** Start of DATA IN THIS EXERCISE **

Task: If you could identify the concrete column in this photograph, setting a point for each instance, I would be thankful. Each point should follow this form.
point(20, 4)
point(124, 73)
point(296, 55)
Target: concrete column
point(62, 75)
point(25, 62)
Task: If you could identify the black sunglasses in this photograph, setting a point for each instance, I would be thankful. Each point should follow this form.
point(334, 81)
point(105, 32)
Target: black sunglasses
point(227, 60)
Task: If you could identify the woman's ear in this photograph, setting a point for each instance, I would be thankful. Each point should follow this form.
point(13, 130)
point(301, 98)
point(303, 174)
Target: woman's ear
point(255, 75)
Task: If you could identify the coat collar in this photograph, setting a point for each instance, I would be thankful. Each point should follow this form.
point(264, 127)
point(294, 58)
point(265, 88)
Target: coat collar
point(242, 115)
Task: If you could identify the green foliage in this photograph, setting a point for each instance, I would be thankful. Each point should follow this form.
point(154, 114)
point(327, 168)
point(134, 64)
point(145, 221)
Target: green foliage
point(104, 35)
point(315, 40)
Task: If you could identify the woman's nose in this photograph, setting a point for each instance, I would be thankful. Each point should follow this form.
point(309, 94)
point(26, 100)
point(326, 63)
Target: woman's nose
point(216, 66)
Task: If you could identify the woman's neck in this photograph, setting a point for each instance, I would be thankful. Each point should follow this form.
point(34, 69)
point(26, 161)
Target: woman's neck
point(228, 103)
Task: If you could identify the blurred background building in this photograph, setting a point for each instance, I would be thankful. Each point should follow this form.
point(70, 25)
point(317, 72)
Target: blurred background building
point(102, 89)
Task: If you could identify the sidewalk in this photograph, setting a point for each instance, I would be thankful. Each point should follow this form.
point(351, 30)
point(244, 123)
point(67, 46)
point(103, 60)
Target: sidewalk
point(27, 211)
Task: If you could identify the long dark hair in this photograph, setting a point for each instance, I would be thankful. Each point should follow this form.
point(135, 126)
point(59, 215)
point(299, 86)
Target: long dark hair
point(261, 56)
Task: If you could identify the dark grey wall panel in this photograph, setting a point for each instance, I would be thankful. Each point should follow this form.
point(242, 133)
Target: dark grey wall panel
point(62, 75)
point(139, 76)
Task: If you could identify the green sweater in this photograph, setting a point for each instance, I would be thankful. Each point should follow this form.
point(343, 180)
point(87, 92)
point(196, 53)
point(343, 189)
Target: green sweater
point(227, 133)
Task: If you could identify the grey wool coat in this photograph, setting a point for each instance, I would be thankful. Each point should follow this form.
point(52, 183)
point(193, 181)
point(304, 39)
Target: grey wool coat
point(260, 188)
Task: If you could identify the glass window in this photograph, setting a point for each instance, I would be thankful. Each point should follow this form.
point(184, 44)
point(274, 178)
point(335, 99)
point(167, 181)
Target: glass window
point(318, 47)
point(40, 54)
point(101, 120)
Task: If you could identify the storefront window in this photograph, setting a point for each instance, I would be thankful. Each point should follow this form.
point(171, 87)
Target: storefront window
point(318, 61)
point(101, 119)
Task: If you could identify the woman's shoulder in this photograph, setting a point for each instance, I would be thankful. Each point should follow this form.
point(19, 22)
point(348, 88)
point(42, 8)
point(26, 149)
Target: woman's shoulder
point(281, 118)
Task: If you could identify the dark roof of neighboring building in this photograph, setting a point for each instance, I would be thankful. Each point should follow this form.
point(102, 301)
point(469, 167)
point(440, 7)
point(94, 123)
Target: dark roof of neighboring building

** End of DATA IN THIS EXERCISE **

[TASK GOAL]
Convert the lines between the line containing "Task: If you could identify the green foliage" and the line containing "point(27, 211)", inclusive, into a Markdown table with the columns Row and Line. Leave out any blank lines.

[TASK SOLUTION]
| Row | Line |
|---|---|
| 1 | Task: If you could identify the green foliage in this photograph, setting a point for each instance, I would be thankful. Each point should follow this form. |
| 2 | point(154, 114) |
| 3 | point(327, 168) |
| 4 | point(134, 64) |
| 5 | point(145, 221) |
| 6 | Target: green foliage |
| 7 | point(104, 35) |
| 8 | point(315, 40) |
| 9 | Task: If you could identify the woman's nose in this photograph, setting a point for each instance, I would be thankful. Each point should follow this form. |
| 10 | point(309, 94) |
| 11 | point(26, 100) |
| 12 | point(326, 63) |
| 13 | Target: woman's nose |
| 14 | point(216, 66) |
| 15 | Task: If you could identify the woman's neck in this photograph, setting a point for each instance, I would be thankful. Each point should follow this form. |
| 16 | point(34, 69) |
| 17 | point(26, 161) |
| 18 | Target: woman's neck |
| 19 | point(228, 103) |
| 20 | Task: If you could identify the blurred background building in this photograph, setting a point for each instance, I would be thankful. Each point should follow this form. |
| 21 | point(70, 25) |
| 22 | point(317, 72) |
| 23 | Target: blurred background building |
| 24 | point(102, 89) |
| 25 | Task: If you could identify the sidewalk in this photograph, setting a point for each instance, I would be thankful. Each point should follow this form. |
| 26 | point(351, 30) |
| 27 | point(244, 123) |
| 28 | point(67, 46) |
| 29 | point(103, 60) |
| 30 | Target: sidewalk |
| 31 | point(27, 211) |